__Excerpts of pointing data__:
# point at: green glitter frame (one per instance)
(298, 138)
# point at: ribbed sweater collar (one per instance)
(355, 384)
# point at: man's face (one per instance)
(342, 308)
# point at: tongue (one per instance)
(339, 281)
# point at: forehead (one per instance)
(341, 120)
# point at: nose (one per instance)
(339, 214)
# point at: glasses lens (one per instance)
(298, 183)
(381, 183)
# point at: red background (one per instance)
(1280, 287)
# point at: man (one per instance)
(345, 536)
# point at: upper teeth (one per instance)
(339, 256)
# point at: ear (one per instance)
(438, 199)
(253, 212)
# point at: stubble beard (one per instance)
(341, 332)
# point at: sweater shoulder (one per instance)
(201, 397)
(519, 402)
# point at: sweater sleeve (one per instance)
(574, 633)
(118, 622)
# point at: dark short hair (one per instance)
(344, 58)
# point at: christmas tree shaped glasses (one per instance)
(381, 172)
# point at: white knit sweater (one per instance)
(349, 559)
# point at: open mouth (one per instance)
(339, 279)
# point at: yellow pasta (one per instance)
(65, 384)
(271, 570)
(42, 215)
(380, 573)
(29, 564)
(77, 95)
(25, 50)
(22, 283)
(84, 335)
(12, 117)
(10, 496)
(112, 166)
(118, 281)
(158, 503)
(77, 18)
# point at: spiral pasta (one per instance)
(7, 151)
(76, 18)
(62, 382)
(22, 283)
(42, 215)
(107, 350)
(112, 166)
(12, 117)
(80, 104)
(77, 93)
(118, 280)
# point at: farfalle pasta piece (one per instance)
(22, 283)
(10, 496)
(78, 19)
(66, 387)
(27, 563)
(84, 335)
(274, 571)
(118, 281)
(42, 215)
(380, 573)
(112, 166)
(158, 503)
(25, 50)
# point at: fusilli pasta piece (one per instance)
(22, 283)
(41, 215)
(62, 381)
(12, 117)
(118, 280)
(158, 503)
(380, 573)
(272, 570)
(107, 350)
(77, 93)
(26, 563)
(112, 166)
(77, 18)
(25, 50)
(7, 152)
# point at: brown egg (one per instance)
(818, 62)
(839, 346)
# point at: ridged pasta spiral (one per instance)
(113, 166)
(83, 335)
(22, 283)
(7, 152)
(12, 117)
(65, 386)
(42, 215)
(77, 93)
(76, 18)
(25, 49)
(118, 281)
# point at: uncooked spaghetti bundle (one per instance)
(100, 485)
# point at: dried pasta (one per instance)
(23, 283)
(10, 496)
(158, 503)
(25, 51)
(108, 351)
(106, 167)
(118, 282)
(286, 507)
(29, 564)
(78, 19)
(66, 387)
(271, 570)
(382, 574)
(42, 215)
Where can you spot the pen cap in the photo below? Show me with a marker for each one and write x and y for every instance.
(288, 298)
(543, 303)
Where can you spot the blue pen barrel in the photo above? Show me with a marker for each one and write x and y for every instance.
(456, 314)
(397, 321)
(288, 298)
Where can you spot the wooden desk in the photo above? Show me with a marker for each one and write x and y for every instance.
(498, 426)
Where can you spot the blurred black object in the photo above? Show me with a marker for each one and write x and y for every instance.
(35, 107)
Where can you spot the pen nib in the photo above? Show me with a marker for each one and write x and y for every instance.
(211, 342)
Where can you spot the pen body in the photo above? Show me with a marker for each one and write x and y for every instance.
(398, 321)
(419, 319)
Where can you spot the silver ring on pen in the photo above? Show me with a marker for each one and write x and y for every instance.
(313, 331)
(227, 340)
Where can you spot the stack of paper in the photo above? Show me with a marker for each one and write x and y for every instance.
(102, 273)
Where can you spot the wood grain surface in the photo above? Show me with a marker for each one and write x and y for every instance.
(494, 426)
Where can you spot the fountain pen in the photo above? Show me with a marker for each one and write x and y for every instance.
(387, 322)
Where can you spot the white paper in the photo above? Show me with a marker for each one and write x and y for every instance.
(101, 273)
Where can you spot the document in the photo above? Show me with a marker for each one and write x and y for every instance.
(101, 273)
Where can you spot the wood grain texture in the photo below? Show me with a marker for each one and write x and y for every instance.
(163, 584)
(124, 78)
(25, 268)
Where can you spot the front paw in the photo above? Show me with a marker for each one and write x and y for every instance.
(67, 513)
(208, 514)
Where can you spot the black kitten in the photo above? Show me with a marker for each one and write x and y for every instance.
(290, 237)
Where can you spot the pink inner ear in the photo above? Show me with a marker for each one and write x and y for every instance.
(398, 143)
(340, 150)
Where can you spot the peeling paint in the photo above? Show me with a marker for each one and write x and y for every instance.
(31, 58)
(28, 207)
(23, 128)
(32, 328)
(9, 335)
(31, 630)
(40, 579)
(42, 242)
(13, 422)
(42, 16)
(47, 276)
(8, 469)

__Short task__: Rename "one per instance" to "one point per item" throughout the material above, leaving every other part unchanged.

__The output__:
# point at: green glitter frame (one point per item)
(298, 138)
# point at: ribbed sweater collar (one point per item)
(355, 384)
# point at: man's face (one point per item)
(342, 308)
# point at: tongue (one point per item)
(339, 281)
# point at: forehead (one point per item)
(341, 120)
# point at: nose (one point per item)
(339, 214)
# point at: glasses lens (one point per item)
(298, 183)
(381, 183)
# point at: red background (one point per item)
(1280, 287)
# point at: man (one point per item)
(345, 536)
# point at: upper teeth (one point per item)
(339, 256)
# point at: ear (one point per item)
(438, 199)
(253, 212)
# point at: stubble beard (one point per item)
(341, 332)
# point at: sweater shoulder (one point per item)
(201, 397)
(519, 402)
# point at: sweater sleeve (one point per item)
(574, 633)
(118, 622)
# point at: dark short hair (one point per item)
(344, 58)
# point at: christmas tree shaped glasses (one point per item)
(381, 172)
# point at: white knit sweater (one point per item)
(349, 559)
# point at: open mouth (one point per item)
(339, 279)
# point at: yellow pasta (one point per item)
(65, 384)
(271, 570)
(42, 215)
(380, 573)
(29, 564)
(77, 95)
(25, 50)
(22, 283)
(84, 335)
(12, 117)
(10, 496)
(112, 166)
(118, 281)
(158, 503)
(77, 18)
# point at: spiral pasta (one point per item)
(7, 151)
(76, 18)
(62, 382)
(22, 283)
(42, 215)
(107, 350)
(112, 166)
(12, 117)
(80, 104)
(77, 93)
(118, 280)
# point at: farfalle pasta piece (one point per item)
(22, 283)
(10, 496)
(78, 19)
(66, 387)
(27, 563)
(84, 335)
(274, 571)
(118, 281)
(42, 215)
(380, 573)
(112, 166)
(158, 503)
(25, 50)
# point at: fusilli pasta piece (one point per item)
(22, 283)
(41, 215)
(62, 381)
(12, 117)
(118, 280)
(158, 503)
(380, 573)
(272, 570)
(107, 350)
(77, 93)
(26, 563)
(112, 166)
(77, 18)
(25, 50)
(7, 152)
# point at: brown egg (one point per item)
(818, 62)
(839, 346)
# point at: ridged pasta spiral (one point per item)
(113, 166)
(83, 335)
(22, 283)
(7, 152)
(12, 117)
(65, 386)
(42, 215)
(77, 93)
(76, 18)
(25, 49)
(118, 281)
# point at: uncooked spaghetti bundle (one point per item)
(100, 485)
# point at: dried pasta (one point per item)
(23, 283)
(10, 496)
(158, 503)
(25, 51)
(108, 351)
(106, 167)
(118, 282)
(286, 507)
(29, 564)
(78, 19)
(66, 387)
(271, 570)
(382, 574)
(42, 215)
Where can you spot the pen cap in the photo below? Show me with a marker for each one and write x and y for every instance.
(288, 298)
(543, 303)
Where can you spot the blue pen barrel in the photo above? Show me with a marker for each one and write x and y for every instance.
(456, 314)
(397, 321)
(288, 298)
Where can you spot the wooden desk in the photo above? Show me with a marker for each one and write x and y for every instance.
(498, 426)
Where can you spot the blurred black object in the photo above? Show me with a marker for each one and write x and y for every instance.
(35, 107)
Where can you spot the pen nib in the photo above? Show me with a marker for each one and write x and y for every instance.
(211, 342)
Where can you spot the pen body in the photo above? Show me with a marker for each one and write x and y for every instance.
(398, 321)
(419, 319)
Where can you spot the silver ring on pen in the photo above? Show me with a marker for each one and write x and y for every instance.
(313, 331)
(227, 340)
Where can you spot the stack of paper in the photo above? Show me with a marker for each one and write x and y for every instance.
(102, 273)
Where can you spot the wood grain surface in the photo above? Show me with a marker for each one and write x and y for every instance.
(494, 426)
Where can you spot the fountain pen in the photo above? Show me with a marker for each one and write x and y for every instance.
(387, 322)
Where can you spot the white paper in the photo above? Show me with a marker for each one and write x and y for every instance.
(101, 273)
Where can you spot the document in the photo above? Show me with a marker for each one and write x and y for every instance.
(101, 273)
Where can you spot the wood grain texture in the photo below? Show me with a marker for each one and write x and y for every instance.
(163, 584)
(124, 78)
(25, 268)
Where can you spot the front paw in the photo above? Show me with a marker for each one and write x and y for every instance.
(67, 513)
(208, 514)
Where can you spot the black kitten in the photo above? Show me with a marker for each one and write x and y for every instance.
(290, 237)
Where can you spot the pink inner ear in the photo above? Show me with a marker for each one and write x and y for every instance.
(398, 143)
(340, 150)
Where can you spot the peeling paint in the photo above? Show me with a marker for each one and write x and y for every instance.
(31, 58)
(28, 207)
(23, 128)
(32, 328)
(9, 335)
(31, 630)
(40, 579)
(42, 242)
(13, 422)
(42, 16)
(47, 276)
(8, 469)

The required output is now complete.